Image from datagalaxy - from datagalaxy.com — datagalaxy.com

Building Conversational Artificial Intelligence: Lessons from DataGalaxy

Creating an AI assistant for the enterprise isn’t just about large language models — it’s about understanding context, constraints, and real business needs. In this post, I’ll share key lessons from building Blink, an enterprise-grade AI chatbot at DataGalaxy, a SaaS company specializing in data cataloging and governance.

Why Build an AI Assistant?

As organizations grow, so does the complexity of their data. Navigating a modern data catalog requires both technical precision and business understanding. The goal of Blink was to bridge that gap — providing users with a conversational layer to interact with metadata, data lineage, and cataloged assets using natural language.

Tech Stack Overview

To build Blink, we used:

LangChain & LangGraph for orchestrating complex LLM workflows.
OpenAI GPT-4 for natural language understanding and generation.
Elasticsearch for hybrid search (keyword + semantic).
FastAPI and aiohttp for backend APIs.
LiteLLM and LangFuse for cost management and observability.

> **Information shown**:
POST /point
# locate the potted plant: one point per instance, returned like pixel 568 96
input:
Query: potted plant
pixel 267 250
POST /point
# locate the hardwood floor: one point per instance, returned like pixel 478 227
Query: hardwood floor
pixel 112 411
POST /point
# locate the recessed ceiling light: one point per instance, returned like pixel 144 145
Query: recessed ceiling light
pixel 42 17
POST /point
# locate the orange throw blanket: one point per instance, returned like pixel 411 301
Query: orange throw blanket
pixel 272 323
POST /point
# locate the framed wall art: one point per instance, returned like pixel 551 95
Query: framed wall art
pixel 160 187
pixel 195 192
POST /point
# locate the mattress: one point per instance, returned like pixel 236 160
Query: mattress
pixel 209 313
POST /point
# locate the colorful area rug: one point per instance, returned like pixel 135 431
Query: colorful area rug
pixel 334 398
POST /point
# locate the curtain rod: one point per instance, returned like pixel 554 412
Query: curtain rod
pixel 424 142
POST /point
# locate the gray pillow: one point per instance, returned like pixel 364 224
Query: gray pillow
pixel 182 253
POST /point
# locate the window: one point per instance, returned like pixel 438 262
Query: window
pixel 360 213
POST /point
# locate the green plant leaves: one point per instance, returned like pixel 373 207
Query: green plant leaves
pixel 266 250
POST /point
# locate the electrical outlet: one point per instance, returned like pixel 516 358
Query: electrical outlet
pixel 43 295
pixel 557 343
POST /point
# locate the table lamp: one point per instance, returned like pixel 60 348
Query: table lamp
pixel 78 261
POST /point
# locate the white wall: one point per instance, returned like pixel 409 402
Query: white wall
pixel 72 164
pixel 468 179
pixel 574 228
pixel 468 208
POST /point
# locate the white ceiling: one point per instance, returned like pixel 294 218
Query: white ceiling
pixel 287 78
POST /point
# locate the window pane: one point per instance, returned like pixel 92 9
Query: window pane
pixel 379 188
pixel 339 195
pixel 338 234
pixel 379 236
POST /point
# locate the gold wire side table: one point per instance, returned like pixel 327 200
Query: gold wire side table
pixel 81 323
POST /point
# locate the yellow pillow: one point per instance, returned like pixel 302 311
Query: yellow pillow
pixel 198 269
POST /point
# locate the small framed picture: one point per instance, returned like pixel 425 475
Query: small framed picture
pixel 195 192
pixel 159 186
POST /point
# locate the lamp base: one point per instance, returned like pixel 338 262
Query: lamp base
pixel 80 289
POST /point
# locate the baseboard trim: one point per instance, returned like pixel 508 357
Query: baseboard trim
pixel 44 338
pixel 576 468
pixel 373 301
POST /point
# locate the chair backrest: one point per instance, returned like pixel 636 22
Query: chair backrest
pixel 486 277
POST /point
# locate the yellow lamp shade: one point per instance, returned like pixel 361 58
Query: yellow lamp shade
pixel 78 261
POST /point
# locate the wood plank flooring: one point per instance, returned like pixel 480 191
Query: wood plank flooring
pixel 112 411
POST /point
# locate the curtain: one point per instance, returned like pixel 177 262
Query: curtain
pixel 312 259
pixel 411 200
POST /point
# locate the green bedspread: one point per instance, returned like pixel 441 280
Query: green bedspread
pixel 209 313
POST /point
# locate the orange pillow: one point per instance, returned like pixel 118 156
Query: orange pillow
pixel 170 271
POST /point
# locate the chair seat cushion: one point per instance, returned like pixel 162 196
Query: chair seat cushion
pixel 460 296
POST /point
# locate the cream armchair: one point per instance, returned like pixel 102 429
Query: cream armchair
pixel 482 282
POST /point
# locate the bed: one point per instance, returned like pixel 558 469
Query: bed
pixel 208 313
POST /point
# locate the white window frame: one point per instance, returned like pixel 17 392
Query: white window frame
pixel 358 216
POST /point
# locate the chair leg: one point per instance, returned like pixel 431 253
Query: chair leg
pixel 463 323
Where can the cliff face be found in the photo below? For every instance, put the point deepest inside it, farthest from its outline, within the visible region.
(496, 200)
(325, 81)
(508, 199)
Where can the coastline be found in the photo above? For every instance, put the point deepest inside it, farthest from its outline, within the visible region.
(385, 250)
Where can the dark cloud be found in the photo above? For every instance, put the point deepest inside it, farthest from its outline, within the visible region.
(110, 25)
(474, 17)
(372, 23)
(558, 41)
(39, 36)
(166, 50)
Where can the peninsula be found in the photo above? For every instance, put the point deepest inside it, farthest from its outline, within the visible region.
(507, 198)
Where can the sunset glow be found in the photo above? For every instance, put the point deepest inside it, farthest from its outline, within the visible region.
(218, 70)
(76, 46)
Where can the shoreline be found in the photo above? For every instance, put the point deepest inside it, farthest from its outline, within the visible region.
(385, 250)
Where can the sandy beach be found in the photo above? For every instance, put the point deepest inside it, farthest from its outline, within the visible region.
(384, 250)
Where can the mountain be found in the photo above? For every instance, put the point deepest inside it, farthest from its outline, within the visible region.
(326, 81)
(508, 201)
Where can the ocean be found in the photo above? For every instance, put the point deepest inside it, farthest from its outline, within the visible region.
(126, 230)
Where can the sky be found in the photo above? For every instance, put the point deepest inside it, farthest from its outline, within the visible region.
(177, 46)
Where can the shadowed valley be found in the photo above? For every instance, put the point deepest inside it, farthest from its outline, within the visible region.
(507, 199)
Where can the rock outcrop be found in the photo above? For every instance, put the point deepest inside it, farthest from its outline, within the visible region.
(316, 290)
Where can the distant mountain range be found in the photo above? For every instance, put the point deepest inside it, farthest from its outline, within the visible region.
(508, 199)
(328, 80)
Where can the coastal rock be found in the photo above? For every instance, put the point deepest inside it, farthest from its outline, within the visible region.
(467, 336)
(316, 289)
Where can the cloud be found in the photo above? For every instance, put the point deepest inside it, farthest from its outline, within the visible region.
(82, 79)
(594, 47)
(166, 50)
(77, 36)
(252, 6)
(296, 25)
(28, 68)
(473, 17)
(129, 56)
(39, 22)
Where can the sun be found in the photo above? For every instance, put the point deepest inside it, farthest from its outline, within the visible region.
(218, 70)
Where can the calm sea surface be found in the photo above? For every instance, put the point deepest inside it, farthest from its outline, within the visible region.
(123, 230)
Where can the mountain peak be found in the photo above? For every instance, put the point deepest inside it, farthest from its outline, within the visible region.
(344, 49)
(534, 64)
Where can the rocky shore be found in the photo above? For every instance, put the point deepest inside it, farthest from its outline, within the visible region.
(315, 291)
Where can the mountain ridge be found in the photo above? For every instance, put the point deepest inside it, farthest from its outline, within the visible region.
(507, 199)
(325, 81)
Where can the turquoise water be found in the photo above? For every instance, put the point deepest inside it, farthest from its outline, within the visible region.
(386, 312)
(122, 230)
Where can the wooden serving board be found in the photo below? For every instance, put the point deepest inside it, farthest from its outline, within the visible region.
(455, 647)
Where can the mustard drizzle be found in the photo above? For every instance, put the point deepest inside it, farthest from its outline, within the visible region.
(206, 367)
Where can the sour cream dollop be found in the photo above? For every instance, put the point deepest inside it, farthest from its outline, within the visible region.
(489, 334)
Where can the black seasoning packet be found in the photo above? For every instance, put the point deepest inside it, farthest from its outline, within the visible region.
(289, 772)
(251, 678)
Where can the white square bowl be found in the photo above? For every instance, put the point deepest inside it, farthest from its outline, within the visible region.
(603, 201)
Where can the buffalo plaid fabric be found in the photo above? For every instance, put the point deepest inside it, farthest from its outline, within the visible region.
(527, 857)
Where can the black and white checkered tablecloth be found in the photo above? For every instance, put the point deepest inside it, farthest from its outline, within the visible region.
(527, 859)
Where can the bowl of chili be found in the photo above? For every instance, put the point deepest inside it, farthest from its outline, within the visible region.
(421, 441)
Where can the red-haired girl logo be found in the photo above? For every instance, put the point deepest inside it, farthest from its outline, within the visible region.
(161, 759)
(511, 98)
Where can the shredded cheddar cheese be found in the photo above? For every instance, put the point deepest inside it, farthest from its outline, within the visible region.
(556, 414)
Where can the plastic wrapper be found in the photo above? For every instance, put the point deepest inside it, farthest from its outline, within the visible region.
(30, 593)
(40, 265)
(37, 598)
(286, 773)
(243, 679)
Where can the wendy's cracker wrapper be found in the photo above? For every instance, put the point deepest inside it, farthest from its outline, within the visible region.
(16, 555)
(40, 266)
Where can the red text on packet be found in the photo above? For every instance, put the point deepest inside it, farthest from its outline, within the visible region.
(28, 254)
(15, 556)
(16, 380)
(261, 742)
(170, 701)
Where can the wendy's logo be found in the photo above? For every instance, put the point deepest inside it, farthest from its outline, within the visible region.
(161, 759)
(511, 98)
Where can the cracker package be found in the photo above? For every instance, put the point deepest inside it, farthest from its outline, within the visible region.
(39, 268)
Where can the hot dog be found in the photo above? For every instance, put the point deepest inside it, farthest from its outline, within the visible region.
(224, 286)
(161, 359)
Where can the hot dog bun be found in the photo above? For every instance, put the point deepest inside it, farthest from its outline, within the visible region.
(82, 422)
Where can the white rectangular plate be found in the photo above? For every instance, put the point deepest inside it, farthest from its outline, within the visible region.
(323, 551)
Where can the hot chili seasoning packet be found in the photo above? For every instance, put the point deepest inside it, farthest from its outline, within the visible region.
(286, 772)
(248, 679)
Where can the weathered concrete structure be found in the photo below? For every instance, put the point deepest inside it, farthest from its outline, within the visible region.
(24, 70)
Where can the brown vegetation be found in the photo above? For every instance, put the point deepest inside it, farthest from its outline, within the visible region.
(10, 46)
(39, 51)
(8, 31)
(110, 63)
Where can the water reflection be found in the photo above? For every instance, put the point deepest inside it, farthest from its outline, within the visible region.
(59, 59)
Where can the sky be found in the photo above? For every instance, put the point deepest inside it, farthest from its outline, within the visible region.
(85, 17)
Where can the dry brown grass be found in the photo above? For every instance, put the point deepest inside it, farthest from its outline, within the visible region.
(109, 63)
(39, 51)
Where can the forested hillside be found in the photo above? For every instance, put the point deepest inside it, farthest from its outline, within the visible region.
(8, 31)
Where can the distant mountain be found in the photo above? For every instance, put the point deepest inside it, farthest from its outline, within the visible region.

> **Your objective**: Copy out the whole DataGalaxy chatbot post word for word. The records have no connection to the DataGalaxy chatbot post.

> **Your response**:
Image from datagalaxy - from datagalaxy.com — datagalaxy.com

Building Conversational Artificial Intelligence: Lessons from DataGalaxy

Creating an AI assistant for the enterprise isn’t just about large language models — it’s about understanding context, constraints, and real business needs. In this post, I’ll share key lessons from building Blink, an enterprise-grade AI chatbot at DataGalaxy, a SaaS company specializing in data cataloging and governance.

Why Build an AI Assistant?

As organizations grow, so does the complexity of their data. Navigating a modern data catalog requires both technical precision and business understanding. The goal of Blink was to bridge that gap — providing users with a conversational layer to interact with metadata, data lineage, and cataloged assets using natural language.

Tech Stack Overview

To build Blink, we used:

LangChain & LangGraph for orchestrating complex LLM workflows.
OpenAI GPT-4 for natural language understanding and generation.
Elasticsearch for hybrid search (keyword + semantic).
FastAPI and aiohttp for backend APIs.
LiteLLM and LangFuse for cost management and observability.